*** Opening Provided entries ***

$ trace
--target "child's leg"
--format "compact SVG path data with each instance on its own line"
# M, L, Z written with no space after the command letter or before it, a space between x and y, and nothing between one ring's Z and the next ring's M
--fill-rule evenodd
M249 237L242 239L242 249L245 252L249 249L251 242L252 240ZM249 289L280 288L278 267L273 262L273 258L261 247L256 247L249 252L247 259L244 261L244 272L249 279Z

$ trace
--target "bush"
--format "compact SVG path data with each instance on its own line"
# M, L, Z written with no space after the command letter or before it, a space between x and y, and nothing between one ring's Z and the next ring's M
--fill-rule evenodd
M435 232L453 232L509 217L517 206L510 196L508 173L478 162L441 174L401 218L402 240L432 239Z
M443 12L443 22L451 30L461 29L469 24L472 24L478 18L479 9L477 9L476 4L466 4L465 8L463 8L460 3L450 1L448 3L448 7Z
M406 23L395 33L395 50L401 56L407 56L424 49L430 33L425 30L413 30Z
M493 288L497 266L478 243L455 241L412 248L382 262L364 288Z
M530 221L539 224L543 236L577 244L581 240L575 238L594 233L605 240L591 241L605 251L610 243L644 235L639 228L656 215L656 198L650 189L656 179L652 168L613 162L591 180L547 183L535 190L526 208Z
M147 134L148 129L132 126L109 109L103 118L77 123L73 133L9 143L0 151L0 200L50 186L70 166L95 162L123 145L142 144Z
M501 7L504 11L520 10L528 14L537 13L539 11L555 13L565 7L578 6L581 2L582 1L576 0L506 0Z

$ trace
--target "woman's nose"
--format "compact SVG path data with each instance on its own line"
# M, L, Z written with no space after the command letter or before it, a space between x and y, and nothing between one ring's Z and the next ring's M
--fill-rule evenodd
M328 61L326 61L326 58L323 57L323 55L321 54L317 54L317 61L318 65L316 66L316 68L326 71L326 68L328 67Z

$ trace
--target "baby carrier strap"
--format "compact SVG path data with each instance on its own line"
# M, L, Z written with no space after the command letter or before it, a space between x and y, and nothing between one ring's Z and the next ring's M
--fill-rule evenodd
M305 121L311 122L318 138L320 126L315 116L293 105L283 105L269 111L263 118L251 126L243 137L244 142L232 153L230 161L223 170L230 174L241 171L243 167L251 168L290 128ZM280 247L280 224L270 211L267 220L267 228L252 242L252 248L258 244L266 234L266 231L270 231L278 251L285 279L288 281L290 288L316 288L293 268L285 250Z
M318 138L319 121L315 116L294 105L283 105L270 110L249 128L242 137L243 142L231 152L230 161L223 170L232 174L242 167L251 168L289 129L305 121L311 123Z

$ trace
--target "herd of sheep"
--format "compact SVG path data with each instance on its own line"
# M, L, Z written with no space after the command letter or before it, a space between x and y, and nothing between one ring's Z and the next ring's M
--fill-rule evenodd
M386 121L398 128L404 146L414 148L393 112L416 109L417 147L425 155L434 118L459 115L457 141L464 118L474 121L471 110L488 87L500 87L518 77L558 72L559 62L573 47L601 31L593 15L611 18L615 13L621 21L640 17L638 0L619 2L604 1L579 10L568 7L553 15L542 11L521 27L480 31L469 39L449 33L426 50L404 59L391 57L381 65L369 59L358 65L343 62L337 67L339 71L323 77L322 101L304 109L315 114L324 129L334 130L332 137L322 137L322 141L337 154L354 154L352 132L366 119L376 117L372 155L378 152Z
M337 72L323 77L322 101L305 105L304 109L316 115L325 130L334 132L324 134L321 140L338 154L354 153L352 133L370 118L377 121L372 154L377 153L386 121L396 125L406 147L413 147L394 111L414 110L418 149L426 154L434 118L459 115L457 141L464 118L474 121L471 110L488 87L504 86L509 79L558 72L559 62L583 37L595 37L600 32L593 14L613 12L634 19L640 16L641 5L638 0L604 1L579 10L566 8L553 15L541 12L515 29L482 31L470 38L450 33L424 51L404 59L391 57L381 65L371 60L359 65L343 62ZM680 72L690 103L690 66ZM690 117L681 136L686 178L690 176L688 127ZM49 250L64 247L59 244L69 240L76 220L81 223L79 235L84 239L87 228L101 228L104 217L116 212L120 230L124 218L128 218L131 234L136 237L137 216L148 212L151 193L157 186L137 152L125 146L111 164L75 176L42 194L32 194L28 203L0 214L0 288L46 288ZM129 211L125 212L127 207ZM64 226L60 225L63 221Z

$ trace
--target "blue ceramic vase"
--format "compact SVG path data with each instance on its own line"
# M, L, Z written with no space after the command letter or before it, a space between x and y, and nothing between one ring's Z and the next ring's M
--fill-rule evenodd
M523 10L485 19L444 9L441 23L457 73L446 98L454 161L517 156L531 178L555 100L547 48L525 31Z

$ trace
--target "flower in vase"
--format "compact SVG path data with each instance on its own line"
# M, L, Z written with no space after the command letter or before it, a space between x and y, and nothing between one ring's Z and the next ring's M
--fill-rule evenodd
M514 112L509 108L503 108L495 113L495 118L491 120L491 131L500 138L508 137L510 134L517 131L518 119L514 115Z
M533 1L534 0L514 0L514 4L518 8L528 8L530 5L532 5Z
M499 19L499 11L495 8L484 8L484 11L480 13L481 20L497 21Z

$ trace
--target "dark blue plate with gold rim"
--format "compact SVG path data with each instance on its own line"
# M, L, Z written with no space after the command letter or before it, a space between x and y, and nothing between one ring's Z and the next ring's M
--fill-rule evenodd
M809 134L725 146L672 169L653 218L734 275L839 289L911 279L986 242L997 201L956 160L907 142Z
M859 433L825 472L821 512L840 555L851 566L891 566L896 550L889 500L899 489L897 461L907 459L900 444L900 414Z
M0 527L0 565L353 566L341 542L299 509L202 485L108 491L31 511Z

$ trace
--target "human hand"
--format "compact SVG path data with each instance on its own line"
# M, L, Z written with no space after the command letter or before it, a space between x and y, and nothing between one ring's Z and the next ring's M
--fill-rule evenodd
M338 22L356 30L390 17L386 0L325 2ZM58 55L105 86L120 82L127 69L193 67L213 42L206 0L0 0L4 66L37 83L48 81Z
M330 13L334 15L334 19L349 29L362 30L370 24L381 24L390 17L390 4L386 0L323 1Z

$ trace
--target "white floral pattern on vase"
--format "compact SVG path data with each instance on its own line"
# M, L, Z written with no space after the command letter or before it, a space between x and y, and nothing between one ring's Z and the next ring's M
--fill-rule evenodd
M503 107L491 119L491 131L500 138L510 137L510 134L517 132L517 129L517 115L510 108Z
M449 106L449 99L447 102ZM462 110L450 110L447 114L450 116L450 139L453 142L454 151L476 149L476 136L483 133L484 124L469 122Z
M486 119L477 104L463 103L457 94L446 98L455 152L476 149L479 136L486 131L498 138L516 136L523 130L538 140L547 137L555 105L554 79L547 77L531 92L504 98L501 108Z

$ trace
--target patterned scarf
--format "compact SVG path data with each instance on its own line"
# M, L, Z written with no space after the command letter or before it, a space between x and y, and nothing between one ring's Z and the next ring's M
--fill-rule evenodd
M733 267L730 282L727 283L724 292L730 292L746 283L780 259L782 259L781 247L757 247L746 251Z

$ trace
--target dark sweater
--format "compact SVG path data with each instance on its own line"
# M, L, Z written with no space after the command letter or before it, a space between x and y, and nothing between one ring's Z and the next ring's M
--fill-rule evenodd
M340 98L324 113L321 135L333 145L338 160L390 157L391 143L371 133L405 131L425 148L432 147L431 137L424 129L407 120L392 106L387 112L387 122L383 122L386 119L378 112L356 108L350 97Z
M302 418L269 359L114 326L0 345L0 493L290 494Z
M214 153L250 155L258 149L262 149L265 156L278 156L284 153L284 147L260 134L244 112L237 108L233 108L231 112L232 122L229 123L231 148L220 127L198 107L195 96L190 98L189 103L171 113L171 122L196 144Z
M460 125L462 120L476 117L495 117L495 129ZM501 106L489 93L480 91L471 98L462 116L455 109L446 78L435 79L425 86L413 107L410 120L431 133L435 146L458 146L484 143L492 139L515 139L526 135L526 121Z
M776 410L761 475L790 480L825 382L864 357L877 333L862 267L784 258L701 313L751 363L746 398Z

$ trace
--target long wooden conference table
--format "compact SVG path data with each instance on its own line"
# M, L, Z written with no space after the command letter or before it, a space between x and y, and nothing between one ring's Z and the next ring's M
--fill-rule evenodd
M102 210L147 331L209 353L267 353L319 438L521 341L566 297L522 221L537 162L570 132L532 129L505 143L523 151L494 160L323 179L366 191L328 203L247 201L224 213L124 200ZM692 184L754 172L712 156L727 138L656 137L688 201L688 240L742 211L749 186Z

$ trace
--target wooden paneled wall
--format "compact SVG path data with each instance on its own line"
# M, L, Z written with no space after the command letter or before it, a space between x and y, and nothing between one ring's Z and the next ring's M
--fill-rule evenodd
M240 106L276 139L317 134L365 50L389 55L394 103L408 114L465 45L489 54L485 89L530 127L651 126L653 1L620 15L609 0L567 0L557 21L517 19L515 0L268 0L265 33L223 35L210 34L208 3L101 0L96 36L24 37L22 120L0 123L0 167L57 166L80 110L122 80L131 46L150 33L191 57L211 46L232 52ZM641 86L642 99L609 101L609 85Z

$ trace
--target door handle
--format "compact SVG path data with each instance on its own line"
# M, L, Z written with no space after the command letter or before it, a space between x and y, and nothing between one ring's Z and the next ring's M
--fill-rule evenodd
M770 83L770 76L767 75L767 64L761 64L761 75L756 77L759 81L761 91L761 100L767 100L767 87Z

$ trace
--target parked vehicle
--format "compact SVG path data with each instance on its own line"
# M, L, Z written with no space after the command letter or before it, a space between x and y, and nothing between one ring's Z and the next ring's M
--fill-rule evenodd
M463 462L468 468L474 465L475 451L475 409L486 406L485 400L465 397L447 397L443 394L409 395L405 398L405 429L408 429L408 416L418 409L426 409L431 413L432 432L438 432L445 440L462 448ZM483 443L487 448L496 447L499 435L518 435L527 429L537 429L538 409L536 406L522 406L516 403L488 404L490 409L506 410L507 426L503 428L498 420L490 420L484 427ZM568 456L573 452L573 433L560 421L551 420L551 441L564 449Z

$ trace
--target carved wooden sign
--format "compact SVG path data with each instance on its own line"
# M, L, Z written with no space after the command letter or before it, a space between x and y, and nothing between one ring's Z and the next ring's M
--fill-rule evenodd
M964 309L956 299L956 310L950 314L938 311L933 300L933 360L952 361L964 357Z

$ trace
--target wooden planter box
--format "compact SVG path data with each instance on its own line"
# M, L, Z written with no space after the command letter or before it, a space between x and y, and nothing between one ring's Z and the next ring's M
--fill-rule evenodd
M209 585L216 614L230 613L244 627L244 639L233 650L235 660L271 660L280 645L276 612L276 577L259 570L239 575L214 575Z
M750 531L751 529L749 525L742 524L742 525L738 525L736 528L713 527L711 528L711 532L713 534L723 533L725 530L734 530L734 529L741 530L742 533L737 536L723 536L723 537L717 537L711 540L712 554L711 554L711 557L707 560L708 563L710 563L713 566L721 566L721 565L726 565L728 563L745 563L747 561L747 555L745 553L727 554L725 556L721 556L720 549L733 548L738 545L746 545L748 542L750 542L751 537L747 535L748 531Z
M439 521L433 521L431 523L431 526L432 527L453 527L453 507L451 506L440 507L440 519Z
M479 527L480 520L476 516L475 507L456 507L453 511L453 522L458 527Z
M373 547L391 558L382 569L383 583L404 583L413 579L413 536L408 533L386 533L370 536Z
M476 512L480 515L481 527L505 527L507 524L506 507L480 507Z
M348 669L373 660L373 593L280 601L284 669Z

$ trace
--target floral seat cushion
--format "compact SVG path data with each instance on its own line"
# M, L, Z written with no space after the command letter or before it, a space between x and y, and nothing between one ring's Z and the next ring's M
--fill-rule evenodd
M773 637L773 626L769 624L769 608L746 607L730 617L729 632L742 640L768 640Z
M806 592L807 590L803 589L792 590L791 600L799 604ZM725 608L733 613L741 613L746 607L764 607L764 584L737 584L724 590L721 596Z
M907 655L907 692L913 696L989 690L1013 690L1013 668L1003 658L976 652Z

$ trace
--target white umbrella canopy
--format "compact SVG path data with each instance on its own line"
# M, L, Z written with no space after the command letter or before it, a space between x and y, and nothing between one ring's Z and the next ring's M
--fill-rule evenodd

*** Closing Provided entries ***

== What the task requires ==
Take every line of the material that contains the word "blue", and copy it.

== Result for this exercise ==
--target "blue ceramic vase"
--target "dark blue plate with gold rim"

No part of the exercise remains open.